(Point localization data)
□ □ □ □

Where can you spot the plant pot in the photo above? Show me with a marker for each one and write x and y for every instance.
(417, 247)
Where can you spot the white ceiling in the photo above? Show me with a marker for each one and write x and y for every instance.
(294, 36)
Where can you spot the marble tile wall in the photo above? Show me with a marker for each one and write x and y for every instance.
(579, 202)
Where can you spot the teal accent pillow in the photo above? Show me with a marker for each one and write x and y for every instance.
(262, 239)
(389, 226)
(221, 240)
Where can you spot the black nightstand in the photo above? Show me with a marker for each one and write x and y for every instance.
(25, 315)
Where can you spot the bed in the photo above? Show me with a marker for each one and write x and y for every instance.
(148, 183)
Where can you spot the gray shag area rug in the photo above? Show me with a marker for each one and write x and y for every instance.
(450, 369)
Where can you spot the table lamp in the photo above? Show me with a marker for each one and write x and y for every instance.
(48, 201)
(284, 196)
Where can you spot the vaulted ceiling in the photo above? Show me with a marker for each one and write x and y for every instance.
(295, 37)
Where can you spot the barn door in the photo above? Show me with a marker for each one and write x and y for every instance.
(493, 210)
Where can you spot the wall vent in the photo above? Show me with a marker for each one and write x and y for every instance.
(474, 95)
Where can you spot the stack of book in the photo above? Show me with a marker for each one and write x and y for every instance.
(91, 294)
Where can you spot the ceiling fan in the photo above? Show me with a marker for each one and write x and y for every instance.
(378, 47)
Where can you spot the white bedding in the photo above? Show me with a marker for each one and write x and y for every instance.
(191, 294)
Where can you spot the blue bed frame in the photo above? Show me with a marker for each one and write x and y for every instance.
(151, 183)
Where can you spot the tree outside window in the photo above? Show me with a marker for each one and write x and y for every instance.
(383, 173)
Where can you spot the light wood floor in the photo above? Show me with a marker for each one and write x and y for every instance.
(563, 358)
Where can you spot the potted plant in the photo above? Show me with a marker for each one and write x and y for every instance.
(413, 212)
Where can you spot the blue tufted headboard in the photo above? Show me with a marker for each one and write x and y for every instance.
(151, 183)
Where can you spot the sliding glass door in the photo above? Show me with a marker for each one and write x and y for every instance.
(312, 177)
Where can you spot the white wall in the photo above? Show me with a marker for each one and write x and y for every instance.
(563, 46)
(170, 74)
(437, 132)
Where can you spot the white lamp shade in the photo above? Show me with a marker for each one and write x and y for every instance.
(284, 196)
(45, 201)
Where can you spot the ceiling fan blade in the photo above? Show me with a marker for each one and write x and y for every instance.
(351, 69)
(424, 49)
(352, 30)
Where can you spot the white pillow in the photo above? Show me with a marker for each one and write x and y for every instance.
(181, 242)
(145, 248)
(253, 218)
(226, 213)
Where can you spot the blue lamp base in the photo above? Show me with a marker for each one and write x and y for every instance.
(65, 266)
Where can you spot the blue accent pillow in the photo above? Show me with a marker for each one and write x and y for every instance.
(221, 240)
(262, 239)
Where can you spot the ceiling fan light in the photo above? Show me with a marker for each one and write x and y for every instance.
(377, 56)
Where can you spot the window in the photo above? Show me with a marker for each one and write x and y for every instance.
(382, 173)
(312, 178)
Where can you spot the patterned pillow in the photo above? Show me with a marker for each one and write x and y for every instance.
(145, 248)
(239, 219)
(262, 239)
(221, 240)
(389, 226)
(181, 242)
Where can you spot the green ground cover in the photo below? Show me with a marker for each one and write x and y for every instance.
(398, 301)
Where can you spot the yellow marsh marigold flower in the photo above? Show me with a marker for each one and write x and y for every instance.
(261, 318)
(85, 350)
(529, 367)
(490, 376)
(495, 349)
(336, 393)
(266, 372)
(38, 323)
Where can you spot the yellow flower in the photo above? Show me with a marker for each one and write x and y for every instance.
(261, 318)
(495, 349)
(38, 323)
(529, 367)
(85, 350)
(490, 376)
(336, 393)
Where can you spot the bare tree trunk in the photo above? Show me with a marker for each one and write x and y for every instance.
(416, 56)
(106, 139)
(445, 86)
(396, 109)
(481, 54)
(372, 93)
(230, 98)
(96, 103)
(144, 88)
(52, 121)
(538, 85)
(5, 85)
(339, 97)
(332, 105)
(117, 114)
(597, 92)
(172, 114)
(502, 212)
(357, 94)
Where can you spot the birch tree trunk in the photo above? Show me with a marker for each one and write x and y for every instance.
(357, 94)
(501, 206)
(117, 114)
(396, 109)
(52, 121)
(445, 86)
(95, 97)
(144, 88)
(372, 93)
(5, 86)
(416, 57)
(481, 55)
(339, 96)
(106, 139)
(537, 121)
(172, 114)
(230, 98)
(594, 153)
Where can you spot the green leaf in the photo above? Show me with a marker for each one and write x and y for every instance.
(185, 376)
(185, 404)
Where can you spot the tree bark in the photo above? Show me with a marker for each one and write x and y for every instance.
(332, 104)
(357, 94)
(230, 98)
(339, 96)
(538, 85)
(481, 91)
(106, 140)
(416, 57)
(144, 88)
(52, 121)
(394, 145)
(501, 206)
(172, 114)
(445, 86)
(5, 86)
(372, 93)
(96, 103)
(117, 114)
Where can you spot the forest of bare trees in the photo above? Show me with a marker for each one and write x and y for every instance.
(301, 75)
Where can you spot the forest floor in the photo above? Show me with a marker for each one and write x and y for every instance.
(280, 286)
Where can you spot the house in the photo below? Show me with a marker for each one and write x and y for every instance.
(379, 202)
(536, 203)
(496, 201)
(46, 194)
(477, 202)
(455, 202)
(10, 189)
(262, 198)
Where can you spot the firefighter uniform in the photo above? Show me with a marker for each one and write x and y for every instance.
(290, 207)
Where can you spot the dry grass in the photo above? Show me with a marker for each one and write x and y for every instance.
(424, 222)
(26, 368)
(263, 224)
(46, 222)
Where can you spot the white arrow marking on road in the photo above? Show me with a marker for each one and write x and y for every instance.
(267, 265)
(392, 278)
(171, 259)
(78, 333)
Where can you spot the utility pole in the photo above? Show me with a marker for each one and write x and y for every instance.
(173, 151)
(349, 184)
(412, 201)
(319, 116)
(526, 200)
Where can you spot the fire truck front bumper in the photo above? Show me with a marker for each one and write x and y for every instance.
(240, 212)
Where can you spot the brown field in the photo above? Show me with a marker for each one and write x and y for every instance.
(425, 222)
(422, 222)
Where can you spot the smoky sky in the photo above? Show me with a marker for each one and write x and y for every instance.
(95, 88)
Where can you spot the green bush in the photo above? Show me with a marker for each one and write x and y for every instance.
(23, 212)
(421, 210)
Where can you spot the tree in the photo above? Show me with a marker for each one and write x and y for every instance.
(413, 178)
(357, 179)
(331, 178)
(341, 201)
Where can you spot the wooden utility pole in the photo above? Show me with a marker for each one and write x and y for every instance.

□ □ □ □

▸ **BRIEF**
Could you transcribe all of the entries exactly, leaving nothing out?

▸ **EXPECTED ANSWER**
Where can you spot the plant pot in the photo above? Show me with a marker for each one and write x and y for every instance.
(417, 247)
Where can you spot the white ceiling in the photo above? Show me with a marker for each one and write x and y for every instance.
(294, 36)
Where can you spot the marble tile wall in the photo above? Show me with a marker for each one and write x and y for every instance.
(579, 202)
Where can you spot the teal accent pillow in the photo above? Show me with a marker for each one and write x and y for every instance.
(262, 239)
(389, 226)
(221, 240)
Where can you spot the black nightstand in the photo above? Show me with a marker for each one and write x and y for every instance.
(25, 315)
Where can you spot the bed in the photo above? Show me with a marker for each one and write x and y for every instance.
(148, 183)
Where can you spot the gray shag area rug in the photo above? Show me with a marker for each one and write x and y for every instance.
(450, 369)
Where can you spot the table lamp in the photo above? Show me with a marker for each one and write x and y for every instance.
(48, 201)
(284, 196)
Where can you spot the vaulted ceiling in the photo above? Show me with a marker for each one and write x and y for every instance.
(295, 37)
Where can you spot the barn door in the photo above? Show me with a marker for each one and write x and y for every instance.
(493, 210)
Where can you spot the wall vent in the photo above? Show me with a marker for each one and write x and y for every instance.
(474, 95)
Where can you spot the stack of book in the photo above? Show me with a marker for each one and write x and y for every instance.
(91, 294)
Where can you spot the ceiling fan in the photo above? Show me with a marker for each one and write x and y for every instance.
(378, 47)
Where can you spot the white bedding in the photo above? Show me with a marker for each one and write x and y for every instance.
(191, 294)
Where can you spot the blue bed frame in the photo above? Show me with a marker for each one and write x and y for every instance.
(151, 183)
Where can you spot the tree outside window in the photo above? Show me with a marker for each one and write x and y for every instance.
(383, 173)
Where can you spot the light wood floor in the photo above? Show me with a marker for each one and write x and y for every instance.
(563, 358)
Where can you spot the potted plant in the photo above? Show me with a marker for each one and write x and y for every instance.
(413, 212)
Where can you spot the blue tufted headboard in the photo above? Show me with a marker for each one and write x and y for every instance.
(151, 183)
Where can you spot the sliding glass door in the photo above? Show me with a marker for each one and write x and y for every instance.
(312, 177)
Where can you spot the white wall in the photo above? Show me with a marker for each one and write x and y for every instance.
(563, 46)
(170, 74)
(437, 132)
Where can you spot the white lamp shade in the photo above? Show me with a marker for each one and write x and y for every instance.
(284, 196)
(45, 201)
Where can you spot the ceiling fan blade in the photo above? Show me with a marker for each one and write x and y for every instance.
(351, 69)
(424, 49)
(352, 30)
Where can you spot the white pillow in the photo above? Show me with a marker for each one and write x and y for every instance.
(181, 242)
(145, 248)
(253, 218)
(226, 213)
Where can you spot the blue lamp base in the photo above? Show me with a marker for each one and write x and y for every instance.
(65, 266)
Where can you spot the blue accent pillow in the photo above? Show me with a marker for each one and write x and y for every instance.
(221, 240)
(262, 239)
Where can you spot the ceiling fan light in the photo above? Show me with a marker for each one and write x and y for every instance.
(377, 56)
Where can you spot the window in the photo above? Show me with a marker for each one and write x and y for every instance.
(382, 173)
(312, 178)
Where can you spot the patterned pillow in the photo above? Show me with a marker for each one and write x and y for every instance.
(145, 248)
(239, 219)
(262, 239)
(221, 240)
(389, 226)
(181, 242)
Where can you spot the green ground cover in the photo below? Show me with a marker for each one and write x and y for every instance.
(398, 301)
Where can you spot the yellow marsh marigold flower in the photo above? Show me with a marker for each one and write x and y for every instance.
(261, 318)
(85, 350)
(529, 367)
(490, 376)
(495, 349)
(336, 393)
(266, 372)
(38, 323)
Where can you spot the yellow flower in the photo above? Show me with a marker for each one and write x and y for every instance.
(261, 318)
(495, 349)
(38, 323)
(529, 367)
(85, 350)
(490, 376)
(336, 393)
Where can you spot the bare tree trunk in the photo above? Show me with a marker for each one and write x and y for every instance.
(416, 56)
(106, 139)
(445, 86)
(396, 109)
(481, 54)
(372, 93)
(230, 98)
(96, 103)
(144, 88)
(52, 121)
(538, 85)
(5, 85)
(339, 97)
(332, 105)
(117, 114)
(597, 92)
(172, 114)
(502, 212)
(357, 94)
Where can you spot the birch tree trunk in the photo above? Show me with a marker for each one and write x and y for every instance.
(357, 94)
(501, 206)
(117, 114)
(396, 109)
(52, 121)
(445, 86)
(95, 97)
(144, 88)
(372, 93)
(5, 86)
(416, 57)
(481, 55)
(339, 96)
(106, 139)
(537, 121)
(172, 114)
(230, 98)
(594, 153)
Where can you spot the green leaf in the photo above? Show me with a marker for each one and write x and y for every instance.
(185, 376)
(185, 404)
Where can you spot the tree bark in the photo above? Show me with a marker for each one and write x and y for every instance.
(332, 104)
(357, 94)
(230, 98)
(339, 96)
(538, 85)
(481, 91)
(106, 140)
(416, 57)
(144, 88)
(52, 121)
(394, 145)
(501, 206)
(172, 114)
(445, 86)
(5, 86)
(372, 93)
(96, 103)
(117, 114)
Where can you spot the forest of bare trees in the photo above? Show me with a marker for each one and write x and y for every instance.
(301, 75)
Where can you spot the forest floor in the photo above? Show me with a marker for each one and write x and y for every instance.
(280, 286)
Where can you spot the house in the photo below? Show me with a marker for each one and write x and y for every instance.
(379, 202)
(536, 203)
(496, 201)
(46, 194)
(477, 202)
(455, 202)
(10, 189)
(262, 198)
Where can you spot the firefighter uniform in the photo above? Show me with a marker for each one and write x and y for every instance.
(290, 207)
Where can you spot the dry grass in the photo above? Show me with a marker for each one and write x and y for every instance.
(424, 222)
(26, 368)
(263, 224)
(46, 222)
Where can you spot the white arrow marking on road in the photo above? Show me with a marker for each one and write x and y for every instance.
(267, 265)
(392, 278)
(171, 259)
(78, 333)
Where can you spot the utility pole in the photo above? Show me with a marker for each one and write x and y for every instance.
(173, 151)
(349, 184)
(412, 201)
(319, 116)
(526, 200)
Where can you spot the fire truck front bumper in the photo above? Show me with a marker for each one and write x and y for every instance.
(240, 212)
Where can you spot the brown field in the photo above? Show me with a marker for each one and write x and y for every instance.
(425, 222)
(422, 222)
Where can you spot the smoky sky in the photo above? Show me with a marker for each one and write x and y for every instance.
(95, 88)
Where can you spot the green bush in the photo above? Show me with a marker for each one and write x and y for every instance.
(23, 212)
(421, 210)
Where can you spot the tree in the photo above? Show me with a marker for each one and write x and y for every instance.
(413, 178)
(357, 179)
(331, 178)
(341, 201)
Where can you spot the wooden utility pole in the photo above? Show me with a marker for each one and write x and y for every instance.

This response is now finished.